═════ SUPPLIED RECORDS ═════

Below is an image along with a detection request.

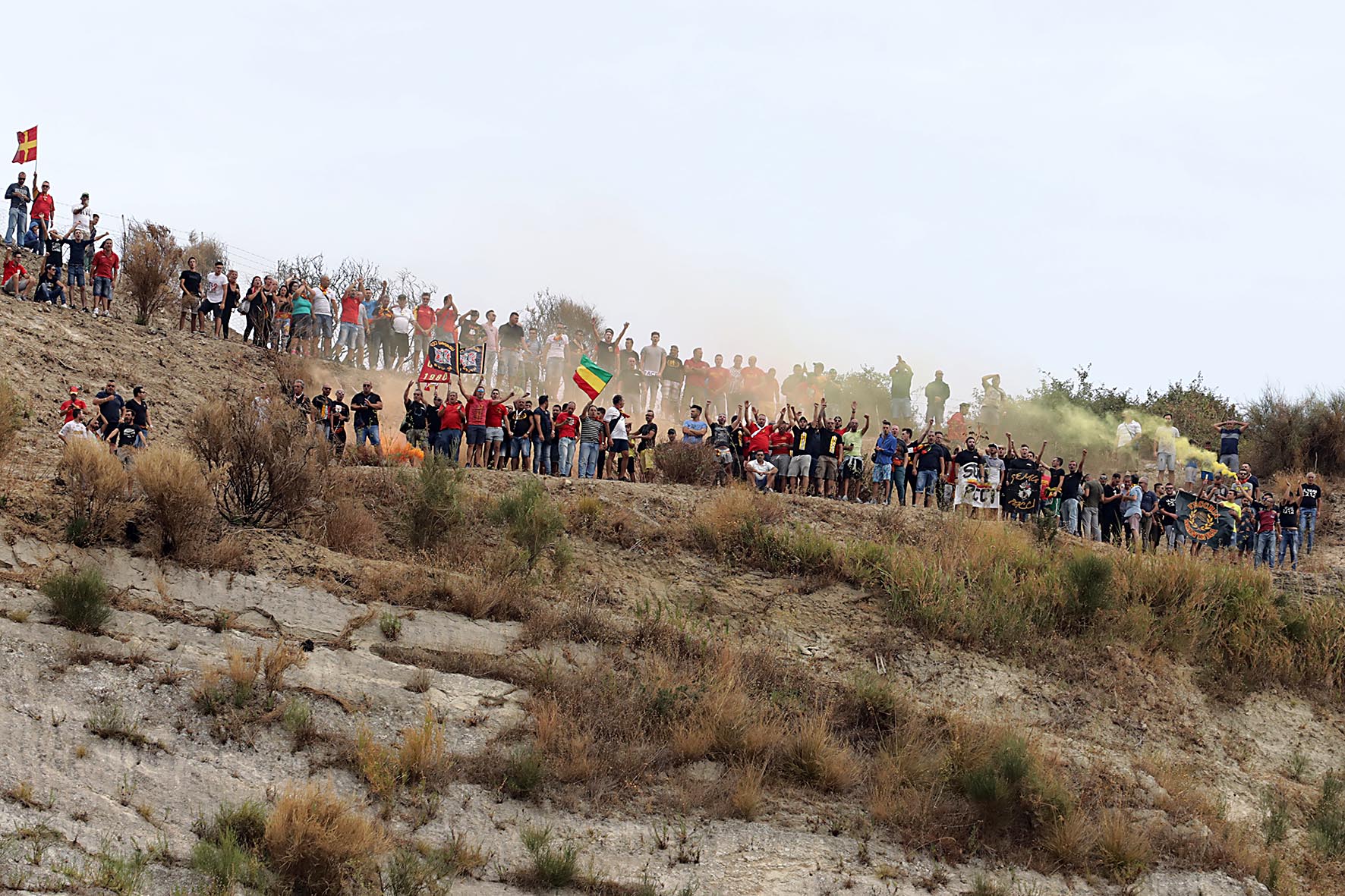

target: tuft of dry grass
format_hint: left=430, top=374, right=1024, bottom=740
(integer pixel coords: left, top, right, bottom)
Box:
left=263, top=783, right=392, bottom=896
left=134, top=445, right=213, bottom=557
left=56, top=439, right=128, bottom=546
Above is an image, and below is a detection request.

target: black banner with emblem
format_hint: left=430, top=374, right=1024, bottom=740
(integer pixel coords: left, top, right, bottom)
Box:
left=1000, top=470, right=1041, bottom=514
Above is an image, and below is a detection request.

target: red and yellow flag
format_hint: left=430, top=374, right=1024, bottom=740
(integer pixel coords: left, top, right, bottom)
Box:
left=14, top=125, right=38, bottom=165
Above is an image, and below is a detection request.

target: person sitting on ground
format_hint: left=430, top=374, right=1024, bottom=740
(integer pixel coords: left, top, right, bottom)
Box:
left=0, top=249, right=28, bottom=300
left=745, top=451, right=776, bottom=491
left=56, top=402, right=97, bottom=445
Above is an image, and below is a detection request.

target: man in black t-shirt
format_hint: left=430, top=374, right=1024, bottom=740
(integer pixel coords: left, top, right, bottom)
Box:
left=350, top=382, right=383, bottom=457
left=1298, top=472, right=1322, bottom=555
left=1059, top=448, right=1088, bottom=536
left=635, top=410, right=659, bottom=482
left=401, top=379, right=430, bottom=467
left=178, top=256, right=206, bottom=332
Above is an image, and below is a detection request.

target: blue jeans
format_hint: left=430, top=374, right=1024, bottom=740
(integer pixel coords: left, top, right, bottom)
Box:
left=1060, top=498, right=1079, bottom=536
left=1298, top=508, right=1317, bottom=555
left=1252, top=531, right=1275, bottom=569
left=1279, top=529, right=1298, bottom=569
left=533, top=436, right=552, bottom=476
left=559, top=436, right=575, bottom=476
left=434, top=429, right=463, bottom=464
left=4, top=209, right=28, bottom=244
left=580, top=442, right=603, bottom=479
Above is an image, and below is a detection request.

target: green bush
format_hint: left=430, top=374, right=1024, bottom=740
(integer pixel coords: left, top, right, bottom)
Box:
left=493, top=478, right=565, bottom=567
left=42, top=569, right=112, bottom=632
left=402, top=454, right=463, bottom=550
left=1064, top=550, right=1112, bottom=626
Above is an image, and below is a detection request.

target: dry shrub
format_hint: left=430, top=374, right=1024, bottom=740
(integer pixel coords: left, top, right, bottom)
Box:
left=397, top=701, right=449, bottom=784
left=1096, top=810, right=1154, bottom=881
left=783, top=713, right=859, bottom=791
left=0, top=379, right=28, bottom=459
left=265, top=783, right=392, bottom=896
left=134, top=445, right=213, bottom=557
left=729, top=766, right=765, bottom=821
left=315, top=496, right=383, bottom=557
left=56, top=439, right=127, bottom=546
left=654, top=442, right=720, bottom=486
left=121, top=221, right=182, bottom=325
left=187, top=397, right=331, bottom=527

═════
═════ SUPPLIED RECORDS ═════

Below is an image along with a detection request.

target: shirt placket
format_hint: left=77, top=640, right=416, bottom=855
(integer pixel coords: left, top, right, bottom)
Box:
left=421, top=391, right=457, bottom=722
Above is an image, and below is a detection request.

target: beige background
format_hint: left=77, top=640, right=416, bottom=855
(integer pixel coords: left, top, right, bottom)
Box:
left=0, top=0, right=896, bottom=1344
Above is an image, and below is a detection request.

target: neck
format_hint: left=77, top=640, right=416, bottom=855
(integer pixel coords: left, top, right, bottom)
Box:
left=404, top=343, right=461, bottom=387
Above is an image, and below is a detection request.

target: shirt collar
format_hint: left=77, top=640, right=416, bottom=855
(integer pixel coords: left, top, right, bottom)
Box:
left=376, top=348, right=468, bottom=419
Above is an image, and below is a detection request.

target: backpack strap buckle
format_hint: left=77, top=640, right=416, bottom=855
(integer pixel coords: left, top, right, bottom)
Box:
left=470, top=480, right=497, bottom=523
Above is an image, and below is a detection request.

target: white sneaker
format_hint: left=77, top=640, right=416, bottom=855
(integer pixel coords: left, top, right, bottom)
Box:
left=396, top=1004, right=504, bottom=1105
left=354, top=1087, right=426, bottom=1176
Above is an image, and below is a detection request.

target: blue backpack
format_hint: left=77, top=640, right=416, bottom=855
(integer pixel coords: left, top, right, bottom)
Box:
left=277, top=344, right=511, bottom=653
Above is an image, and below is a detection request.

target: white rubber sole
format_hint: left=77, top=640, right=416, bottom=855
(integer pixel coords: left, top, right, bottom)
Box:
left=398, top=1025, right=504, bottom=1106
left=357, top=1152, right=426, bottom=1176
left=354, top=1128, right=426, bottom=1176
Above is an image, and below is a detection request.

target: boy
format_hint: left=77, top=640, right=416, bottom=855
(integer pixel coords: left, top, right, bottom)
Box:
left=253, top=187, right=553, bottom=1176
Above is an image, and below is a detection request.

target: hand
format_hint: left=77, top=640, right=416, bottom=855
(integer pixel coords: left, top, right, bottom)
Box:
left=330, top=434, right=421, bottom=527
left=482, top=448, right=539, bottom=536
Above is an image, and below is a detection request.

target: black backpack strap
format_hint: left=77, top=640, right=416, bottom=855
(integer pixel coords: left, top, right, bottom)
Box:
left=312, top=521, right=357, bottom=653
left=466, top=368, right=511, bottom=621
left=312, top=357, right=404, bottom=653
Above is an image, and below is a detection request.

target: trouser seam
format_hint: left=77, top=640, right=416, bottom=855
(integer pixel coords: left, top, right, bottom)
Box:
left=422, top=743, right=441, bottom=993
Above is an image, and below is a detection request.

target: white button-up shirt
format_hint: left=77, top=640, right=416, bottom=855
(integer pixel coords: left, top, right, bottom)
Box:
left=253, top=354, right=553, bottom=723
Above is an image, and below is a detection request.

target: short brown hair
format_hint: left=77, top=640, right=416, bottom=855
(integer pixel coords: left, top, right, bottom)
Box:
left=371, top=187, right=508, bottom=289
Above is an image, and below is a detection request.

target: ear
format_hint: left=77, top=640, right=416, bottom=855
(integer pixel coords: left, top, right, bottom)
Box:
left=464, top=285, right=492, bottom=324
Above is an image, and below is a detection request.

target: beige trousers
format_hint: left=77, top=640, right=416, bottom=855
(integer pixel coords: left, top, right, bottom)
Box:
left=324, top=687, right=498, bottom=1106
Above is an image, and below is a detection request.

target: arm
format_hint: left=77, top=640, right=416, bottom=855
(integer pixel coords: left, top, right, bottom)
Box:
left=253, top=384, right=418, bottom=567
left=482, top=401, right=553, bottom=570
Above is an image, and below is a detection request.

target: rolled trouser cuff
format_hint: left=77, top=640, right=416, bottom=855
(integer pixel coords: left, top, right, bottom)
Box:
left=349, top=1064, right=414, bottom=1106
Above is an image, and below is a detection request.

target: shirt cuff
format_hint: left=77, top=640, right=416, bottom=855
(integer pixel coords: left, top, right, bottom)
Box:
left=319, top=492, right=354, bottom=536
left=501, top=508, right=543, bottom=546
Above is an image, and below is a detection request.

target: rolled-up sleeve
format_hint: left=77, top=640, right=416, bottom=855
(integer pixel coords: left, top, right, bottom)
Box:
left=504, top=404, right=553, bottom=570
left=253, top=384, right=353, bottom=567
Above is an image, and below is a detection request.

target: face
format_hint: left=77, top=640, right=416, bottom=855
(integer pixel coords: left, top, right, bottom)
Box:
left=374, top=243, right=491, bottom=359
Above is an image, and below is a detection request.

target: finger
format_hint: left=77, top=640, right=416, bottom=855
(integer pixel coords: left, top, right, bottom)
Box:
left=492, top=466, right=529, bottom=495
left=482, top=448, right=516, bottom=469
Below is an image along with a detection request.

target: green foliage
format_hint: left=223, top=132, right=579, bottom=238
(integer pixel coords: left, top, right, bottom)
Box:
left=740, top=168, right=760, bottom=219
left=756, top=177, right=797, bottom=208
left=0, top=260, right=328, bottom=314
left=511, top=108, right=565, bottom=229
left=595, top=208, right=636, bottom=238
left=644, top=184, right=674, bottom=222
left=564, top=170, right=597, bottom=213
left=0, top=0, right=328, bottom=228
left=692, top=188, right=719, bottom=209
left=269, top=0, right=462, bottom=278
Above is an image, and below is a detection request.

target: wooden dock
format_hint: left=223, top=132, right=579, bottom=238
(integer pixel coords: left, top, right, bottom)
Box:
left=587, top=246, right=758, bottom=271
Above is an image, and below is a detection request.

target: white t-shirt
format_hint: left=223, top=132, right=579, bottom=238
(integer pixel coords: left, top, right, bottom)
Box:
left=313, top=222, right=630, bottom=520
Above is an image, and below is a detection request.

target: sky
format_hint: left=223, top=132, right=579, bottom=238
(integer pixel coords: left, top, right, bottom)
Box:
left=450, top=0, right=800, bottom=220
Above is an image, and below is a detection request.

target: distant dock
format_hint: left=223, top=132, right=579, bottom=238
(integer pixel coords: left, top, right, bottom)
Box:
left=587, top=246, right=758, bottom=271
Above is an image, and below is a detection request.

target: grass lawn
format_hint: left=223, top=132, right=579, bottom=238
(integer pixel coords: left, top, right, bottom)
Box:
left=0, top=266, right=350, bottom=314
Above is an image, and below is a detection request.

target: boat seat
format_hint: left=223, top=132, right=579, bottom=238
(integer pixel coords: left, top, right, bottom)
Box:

═════
═════ SUPPLIED RECORDS ═════

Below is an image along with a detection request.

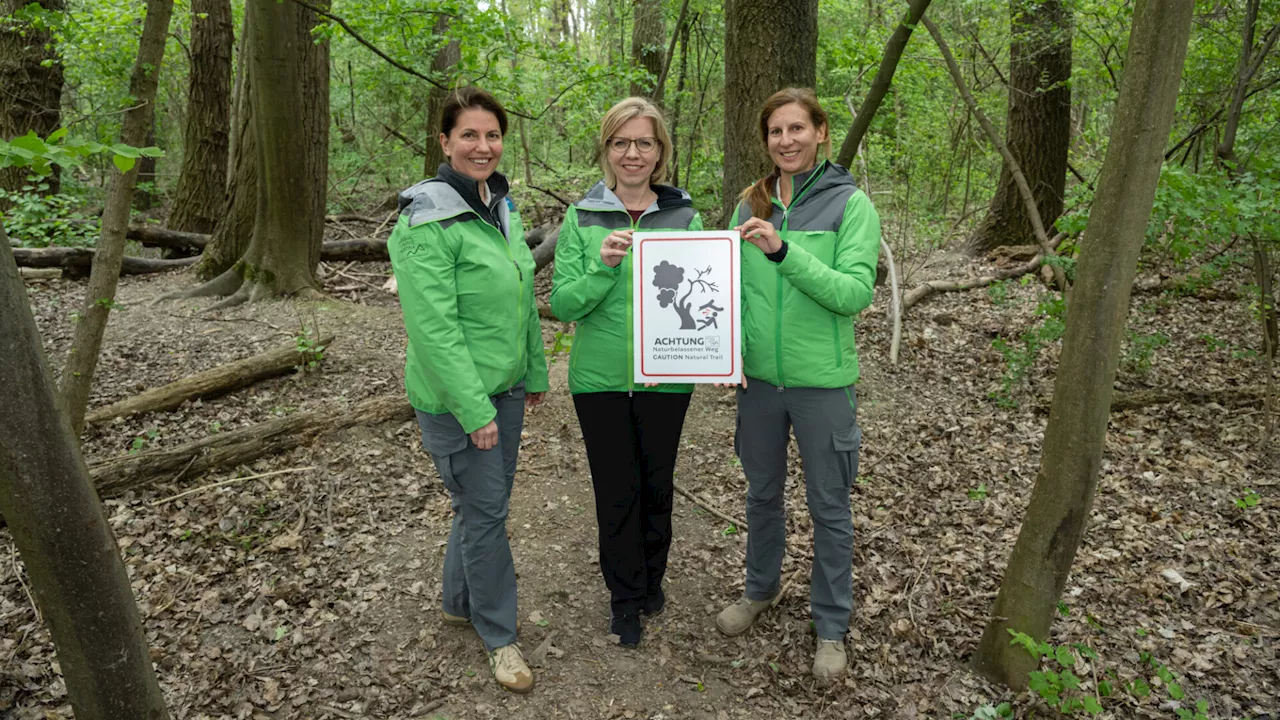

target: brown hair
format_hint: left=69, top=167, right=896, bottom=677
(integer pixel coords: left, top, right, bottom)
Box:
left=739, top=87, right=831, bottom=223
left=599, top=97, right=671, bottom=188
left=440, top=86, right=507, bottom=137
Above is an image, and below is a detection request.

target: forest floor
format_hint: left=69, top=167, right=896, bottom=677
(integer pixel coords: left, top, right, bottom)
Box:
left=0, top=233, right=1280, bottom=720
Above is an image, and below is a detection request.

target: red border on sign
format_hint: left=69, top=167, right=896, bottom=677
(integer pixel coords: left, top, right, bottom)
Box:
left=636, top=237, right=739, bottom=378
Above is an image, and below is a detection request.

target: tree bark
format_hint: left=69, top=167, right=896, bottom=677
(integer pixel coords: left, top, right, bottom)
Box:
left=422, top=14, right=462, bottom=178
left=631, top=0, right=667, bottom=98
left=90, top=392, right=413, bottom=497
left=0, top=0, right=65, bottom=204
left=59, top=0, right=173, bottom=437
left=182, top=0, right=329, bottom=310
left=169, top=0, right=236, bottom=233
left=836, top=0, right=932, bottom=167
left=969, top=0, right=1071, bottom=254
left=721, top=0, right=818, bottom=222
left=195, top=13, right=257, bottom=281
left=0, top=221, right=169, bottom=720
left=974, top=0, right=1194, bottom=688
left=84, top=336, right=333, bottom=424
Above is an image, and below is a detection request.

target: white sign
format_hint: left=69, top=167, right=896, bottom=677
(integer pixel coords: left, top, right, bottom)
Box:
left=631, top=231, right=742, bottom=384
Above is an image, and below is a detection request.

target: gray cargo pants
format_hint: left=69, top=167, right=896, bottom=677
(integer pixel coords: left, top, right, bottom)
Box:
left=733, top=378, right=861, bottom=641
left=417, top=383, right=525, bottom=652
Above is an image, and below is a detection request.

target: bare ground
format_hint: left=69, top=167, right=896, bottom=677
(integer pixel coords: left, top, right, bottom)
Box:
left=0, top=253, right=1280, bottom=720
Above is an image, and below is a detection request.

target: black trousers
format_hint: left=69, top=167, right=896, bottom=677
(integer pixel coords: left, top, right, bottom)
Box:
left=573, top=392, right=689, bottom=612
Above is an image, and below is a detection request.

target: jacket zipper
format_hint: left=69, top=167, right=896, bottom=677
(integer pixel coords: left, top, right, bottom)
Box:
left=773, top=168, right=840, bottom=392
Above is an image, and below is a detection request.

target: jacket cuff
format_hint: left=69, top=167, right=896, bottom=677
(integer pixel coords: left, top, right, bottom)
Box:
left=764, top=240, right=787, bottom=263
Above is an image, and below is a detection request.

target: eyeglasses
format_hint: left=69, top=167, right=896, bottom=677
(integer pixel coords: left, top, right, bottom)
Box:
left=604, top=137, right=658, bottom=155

═════

• _SET TASK_
Which lines in the records above contain the string "trousers"? Gather every one of them, copied in full, and treat the match as case-sensitive.

• _SOLUTION_
target: beige trousers
target: black trousers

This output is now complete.